◆ **Your goal**: Using the entries below, restate word for word only the lines from the one with "TARGET: green hillside" to the final line, leaving the pictures out.
⟨
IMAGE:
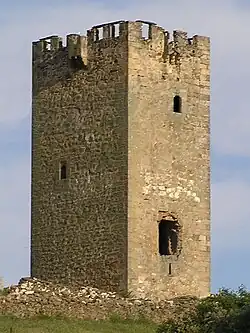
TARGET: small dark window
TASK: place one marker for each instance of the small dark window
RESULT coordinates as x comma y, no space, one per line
168,237
170,269
63,171
177,104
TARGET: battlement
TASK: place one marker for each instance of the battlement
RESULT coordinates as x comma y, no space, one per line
138,31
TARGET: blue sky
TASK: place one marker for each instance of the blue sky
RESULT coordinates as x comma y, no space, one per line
226,22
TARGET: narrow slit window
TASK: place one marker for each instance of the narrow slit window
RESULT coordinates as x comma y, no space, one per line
177,104
168,237
63,171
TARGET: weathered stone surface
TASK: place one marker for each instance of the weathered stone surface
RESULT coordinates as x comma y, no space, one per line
104,109
34,297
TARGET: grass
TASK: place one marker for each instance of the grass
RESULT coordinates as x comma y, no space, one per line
61,325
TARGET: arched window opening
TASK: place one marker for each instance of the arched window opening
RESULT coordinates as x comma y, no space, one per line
168,237
177,104
63,171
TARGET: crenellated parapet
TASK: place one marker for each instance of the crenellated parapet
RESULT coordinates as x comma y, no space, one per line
139,33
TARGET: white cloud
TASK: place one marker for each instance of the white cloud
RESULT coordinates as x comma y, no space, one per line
222,20
230,215
14,219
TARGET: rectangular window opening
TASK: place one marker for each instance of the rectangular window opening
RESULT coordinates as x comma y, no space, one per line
145,31
63,170
168,237
117,30
100,34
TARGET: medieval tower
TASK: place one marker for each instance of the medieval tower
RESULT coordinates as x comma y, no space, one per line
120,160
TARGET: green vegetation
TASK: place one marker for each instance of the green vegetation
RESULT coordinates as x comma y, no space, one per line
226,312
62,325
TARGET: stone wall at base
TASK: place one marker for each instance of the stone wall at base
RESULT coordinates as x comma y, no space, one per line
32,297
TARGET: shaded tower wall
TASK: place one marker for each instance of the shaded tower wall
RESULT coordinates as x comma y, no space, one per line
133,212
79,133
168,163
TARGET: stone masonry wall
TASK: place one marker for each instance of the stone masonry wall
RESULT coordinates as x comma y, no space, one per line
168,163
32,297
104,106
79,224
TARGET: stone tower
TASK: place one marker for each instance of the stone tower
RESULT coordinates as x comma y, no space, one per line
120,160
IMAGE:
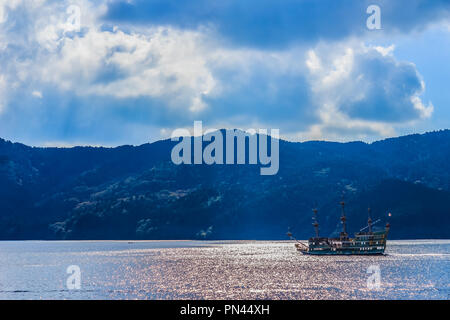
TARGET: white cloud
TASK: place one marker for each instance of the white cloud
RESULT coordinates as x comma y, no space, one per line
187,69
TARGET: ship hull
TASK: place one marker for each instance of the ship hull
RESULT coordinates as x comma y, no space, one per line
364,244
343,252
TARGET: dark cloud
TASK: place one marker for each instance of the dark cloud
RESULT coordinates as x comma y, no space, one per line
271,23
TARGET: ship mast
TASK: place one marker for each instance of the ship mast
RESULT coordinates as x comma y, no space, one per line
316,224
343,219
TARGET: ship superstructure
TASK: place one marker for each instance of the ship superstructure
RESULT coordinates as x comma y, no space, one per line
364,243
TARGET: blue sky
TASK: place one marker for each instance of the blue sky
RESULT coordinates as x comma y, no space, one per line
113,72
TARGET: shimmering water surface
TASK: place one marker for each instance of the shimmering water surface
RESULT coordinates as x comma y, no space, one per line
218,270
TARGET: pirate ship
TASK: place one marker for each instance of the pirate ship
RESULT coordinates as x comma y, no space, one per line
364,243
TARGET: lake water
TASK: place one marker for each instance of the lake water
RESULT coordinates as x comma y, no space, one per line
219,270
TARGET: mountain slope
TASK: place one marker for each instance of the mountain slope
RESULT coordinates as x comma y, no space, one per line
138,193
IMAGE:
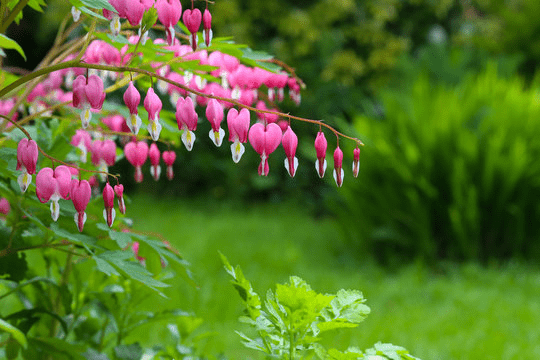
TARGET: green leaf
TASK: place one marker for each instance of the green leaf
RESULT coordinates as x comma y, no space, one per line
128,352
8,43
57,346
98,4
16,333
105,267
78,238
243,287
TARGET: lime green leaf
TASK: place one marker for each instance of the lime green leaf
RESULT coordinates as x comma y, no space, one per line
16,333
8,43
55,345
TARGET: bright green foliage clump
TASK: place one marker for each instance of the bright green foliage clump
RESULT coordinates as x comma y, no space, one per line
294,317
455,169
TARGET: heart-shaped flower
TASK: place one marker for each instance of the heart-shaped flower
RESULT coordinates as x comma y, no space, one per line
264,139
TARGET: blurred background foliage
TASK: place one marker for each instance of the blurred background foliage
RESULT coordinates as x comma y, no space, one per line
444,94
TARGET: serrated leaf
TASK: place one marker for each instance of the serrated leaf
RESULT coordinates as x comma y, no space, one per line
16,333
128,352
8,43
105,267
78,238
55,345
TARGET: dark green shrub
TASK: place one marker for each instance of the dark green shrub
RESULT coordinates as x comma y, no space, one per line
449,172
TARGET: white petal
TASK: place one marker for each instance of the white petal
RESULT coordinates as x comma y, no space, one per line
237,150
295,165
188,137
154,128
317,167
134,123
217,136
24,181
55,208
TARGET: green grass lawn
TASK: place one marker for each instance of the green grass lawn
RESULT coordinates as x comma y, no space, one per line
458,312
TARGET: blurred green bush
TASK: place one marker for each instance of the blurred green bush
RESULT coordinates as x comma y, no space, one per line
449,171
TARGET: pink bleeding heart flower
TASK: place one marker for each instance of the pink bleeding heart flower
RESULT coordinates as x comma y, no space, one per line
187,118
169,12
320,147
52,185
132,98
207,27
88,94
135,249
103,155
119,191
136,153
356,161
192,20
290,143
264,139
5,208
169,158
214,114
83,141
238,123
155,156
338,169
108,200
80,193
27,155
134,12
153,105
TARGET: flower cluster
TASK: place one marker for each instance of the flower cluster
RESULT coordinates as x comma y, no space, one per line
218,87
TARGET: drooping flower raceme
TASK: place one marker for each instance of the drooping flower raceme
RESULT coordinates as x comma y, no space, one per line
108,200
290,143
88,94
338,167
264,140
80,193
207,27
187,118
83,141
136,153
52,185
214,114
155,156
132,98
238,124
320,147
192,20
119,191
169,12
152,104
168,158
356,161
27,155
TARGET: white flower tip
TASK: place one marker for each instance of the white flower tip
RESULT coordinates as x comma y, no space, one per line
237,150
217,136
339,180
320,171
188,137
24,180
293,168
134,123
55,209
154,129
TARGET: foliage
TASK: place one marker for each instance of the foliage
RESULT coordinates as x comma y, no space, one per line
76,295
295,316
455,172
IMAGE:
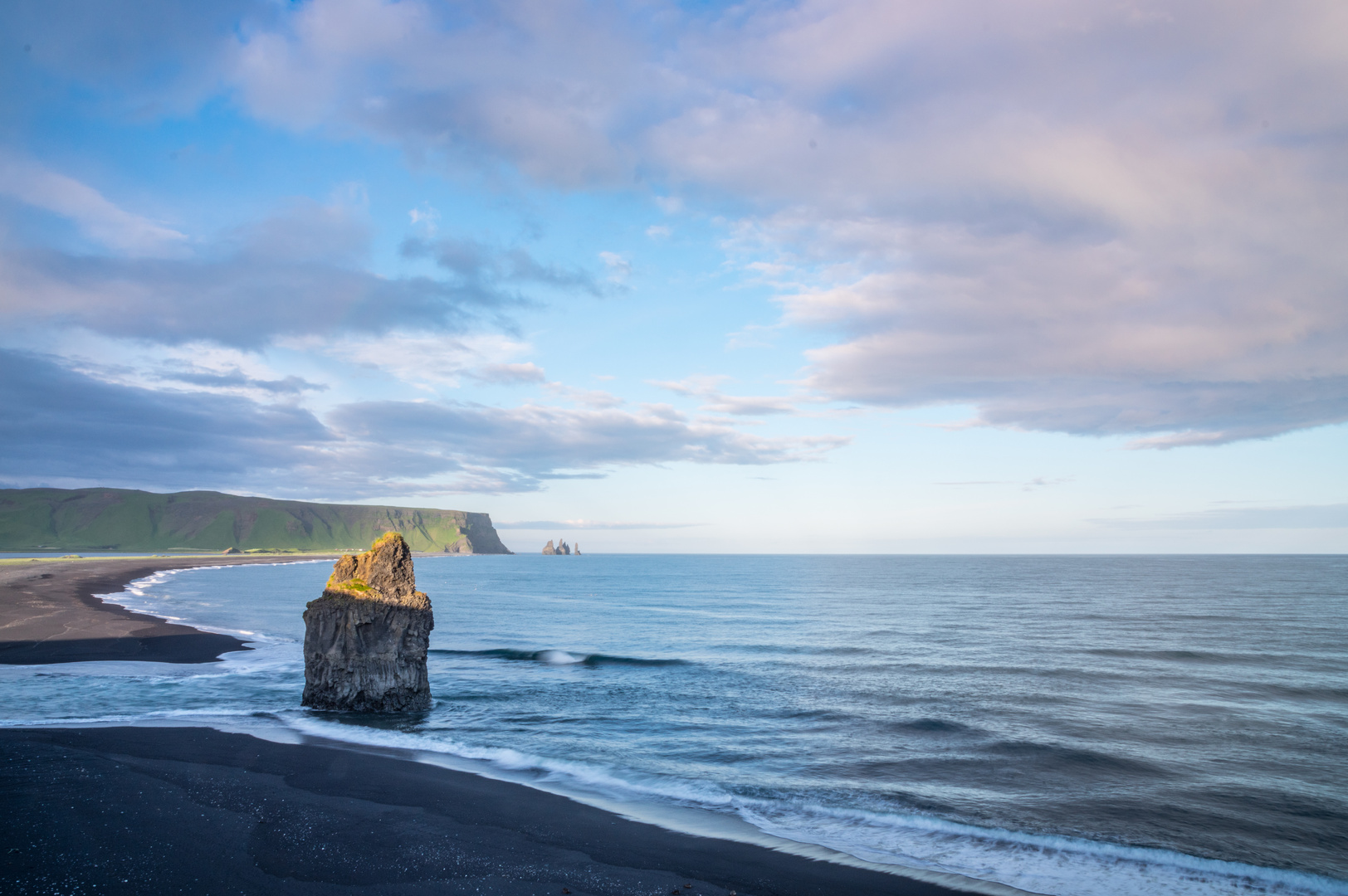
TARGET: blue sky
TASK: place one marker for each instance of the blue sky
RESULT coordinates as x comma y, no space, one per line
762,276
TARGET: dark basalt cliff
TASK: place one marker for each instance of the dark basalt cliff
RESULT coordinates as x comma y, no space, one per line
127,520
365,637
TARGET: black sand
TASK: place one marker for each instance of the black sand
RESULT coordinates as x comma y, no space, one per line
49,613
190,810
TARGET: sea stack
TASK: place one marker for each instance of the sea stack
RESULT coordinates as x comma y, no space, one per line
365,637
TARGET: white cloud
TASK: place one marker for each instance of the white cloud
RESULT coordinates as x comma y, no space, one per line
715,401
96,217
432,358
619,269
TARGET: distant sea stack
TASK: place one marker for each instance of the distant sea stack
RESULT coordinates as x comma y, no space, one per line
365,637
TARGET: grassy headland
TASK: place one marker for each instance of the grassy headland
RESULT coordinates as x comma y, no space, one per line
103,519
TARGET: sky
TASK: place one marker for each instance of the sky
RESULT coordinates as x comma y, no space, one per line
816,276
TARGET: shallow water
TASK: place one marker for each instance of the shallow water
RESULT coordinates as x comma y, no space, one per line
1065,725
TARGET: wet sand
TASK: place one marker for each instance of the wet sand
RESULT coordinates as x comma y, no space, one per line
49,613
192,810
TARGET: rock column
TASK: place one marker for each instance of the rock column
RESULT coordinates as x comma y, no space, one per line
365,637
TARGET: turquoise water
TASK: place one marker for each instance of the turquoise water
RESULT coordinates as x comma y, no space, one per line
1062,725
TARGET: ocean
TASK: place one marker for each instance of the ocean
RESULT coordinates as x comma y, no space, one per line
1069,725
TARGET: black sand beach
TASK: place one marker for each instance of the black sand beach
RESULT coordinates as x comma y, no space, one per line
192,810
49,613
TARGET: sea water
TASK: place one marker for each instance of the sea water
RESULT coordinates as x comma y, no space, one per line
1073,725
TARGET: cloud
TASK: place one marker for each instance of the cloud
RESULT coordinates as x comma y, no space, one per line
598,399
295,274
1079,217
96,217
1306,516
717,402
509,373
540,441
548,526
237,379
619,269
477,267
73,427
66,426
436,358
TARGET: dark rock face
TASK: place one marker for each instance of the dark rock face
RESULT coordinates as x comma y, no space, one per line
365,637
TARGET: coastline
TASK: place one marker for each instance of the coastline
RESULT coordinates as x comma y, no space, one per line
49,612
203,810
132,810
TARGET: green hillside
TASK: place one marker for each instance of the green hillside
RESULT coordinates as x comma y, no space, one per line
129,520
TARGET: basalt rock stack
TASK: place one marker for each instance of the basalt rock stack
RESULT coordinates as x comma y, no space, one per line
365,637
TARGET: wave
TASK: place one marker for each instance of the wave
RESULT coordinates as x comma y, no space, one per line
561,658
905,842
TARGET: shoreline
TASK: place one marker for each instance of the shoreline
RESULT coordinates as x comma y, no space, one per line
200,810
50,612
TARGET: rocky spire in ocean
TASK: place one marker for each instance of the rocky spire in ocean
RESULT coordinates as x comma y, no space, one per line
365,637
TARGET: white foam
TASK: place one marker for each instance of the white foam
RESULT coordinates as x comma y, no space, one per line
1033,863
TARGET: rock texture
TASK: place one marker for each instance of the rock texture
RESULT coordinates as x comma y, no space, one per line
365,637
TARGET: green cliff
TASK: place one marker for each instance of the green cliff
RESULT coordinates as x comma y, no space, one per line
129,520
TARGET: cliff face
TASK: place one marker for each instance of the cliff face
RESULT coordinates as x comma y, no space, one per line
131,520
365,637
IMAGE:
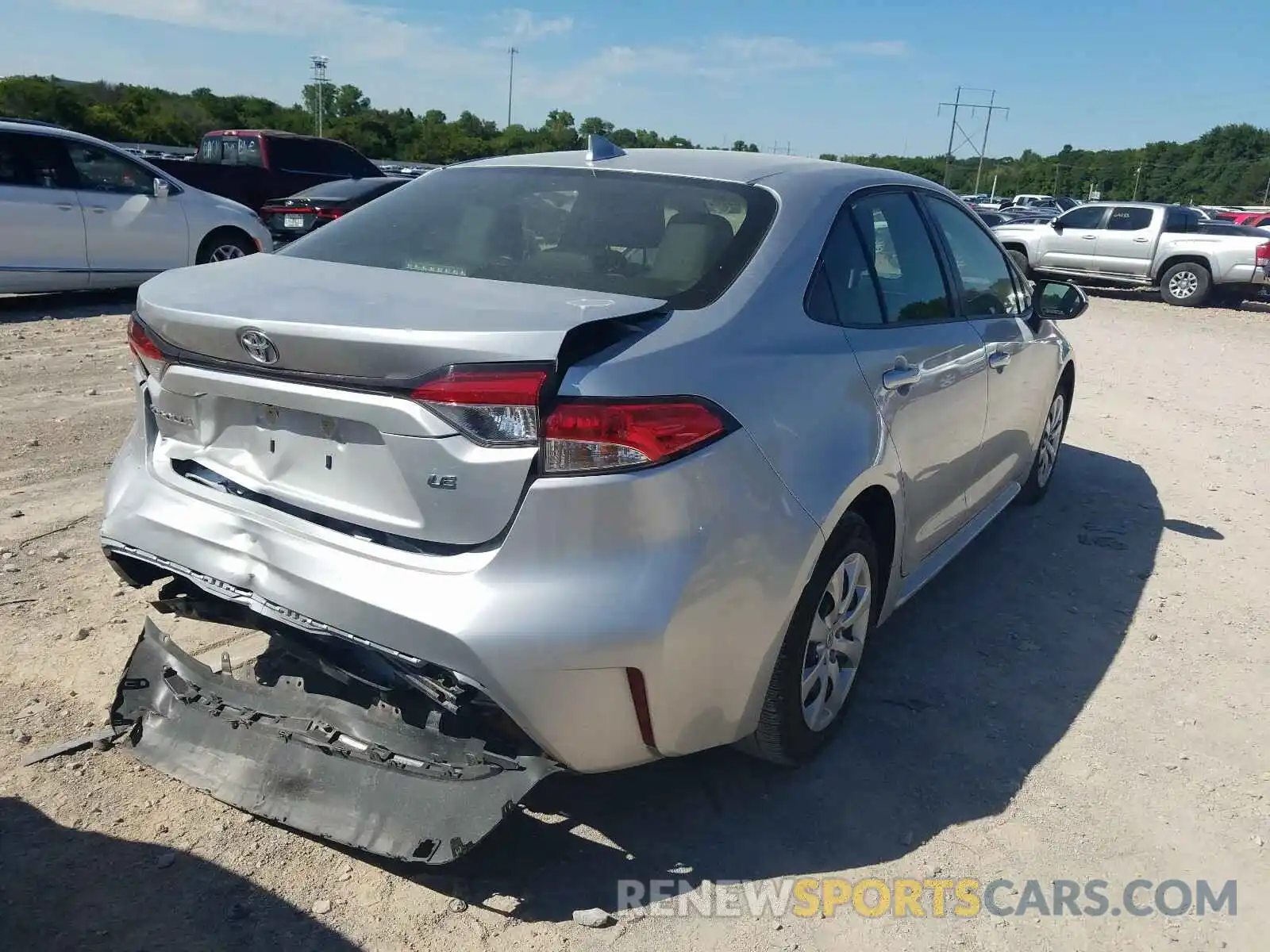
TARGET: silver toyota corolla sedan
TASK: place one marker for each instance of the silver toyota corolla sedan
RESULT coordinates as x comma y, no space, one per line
563,461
⟩
◆ **Output**:
TARGET: green hillside
TASK: place one marker for each instance of the green hillside
RESULT coordinates as x comma y, no space, one per line
129,520
TARGET: basalt rock stack
TASK: place one marker for each instance of the basalt rock stack
RESULT coordinates as x comma y, no space, one per line
365,637
TARGET: wave
TASK: place one marker for each instance of the wave
RESULT coordinates as x comma y, no space, one per line
561,658
905,842
TARGET: shoreline
TASK: place one marker for each instance of the shoreline
RESULT coordinates as x comma y, no space, one per line
200,810
50,612
TARGET: rocky spire in ocean
TASK: place one marker for each instance of the rocky spire in ocean
RESULT coordinates as x comma y, no space, one per line
365,637
TARGET: white foam
TASK: place one marker for each instance of the white foam
RESULT coordinates as x comma y, no space, one per line
1033,863
TARGET: rock texture
TASK: place one marker for each instance of the rock texture
RESULT coordinates as x comma y, no space, one per line
365,637
TARGET: green cliff
TASK: place one marker for each instance of the green cliff
RESULT coordinates as x comma y, no space, one per line
129,520
TARGET: cliff face
TASK: place one marker for each instance of the cliff face
RESULT coordinates as x comma y, no space, one per line
131,520
365,637
IMAGE:
TARGET: silver toyota corolla sedan
TASK: place one marker for each instance of the silver toyota corolla sedan
RESULT coordinates as x comma y, no space, one per line
563,461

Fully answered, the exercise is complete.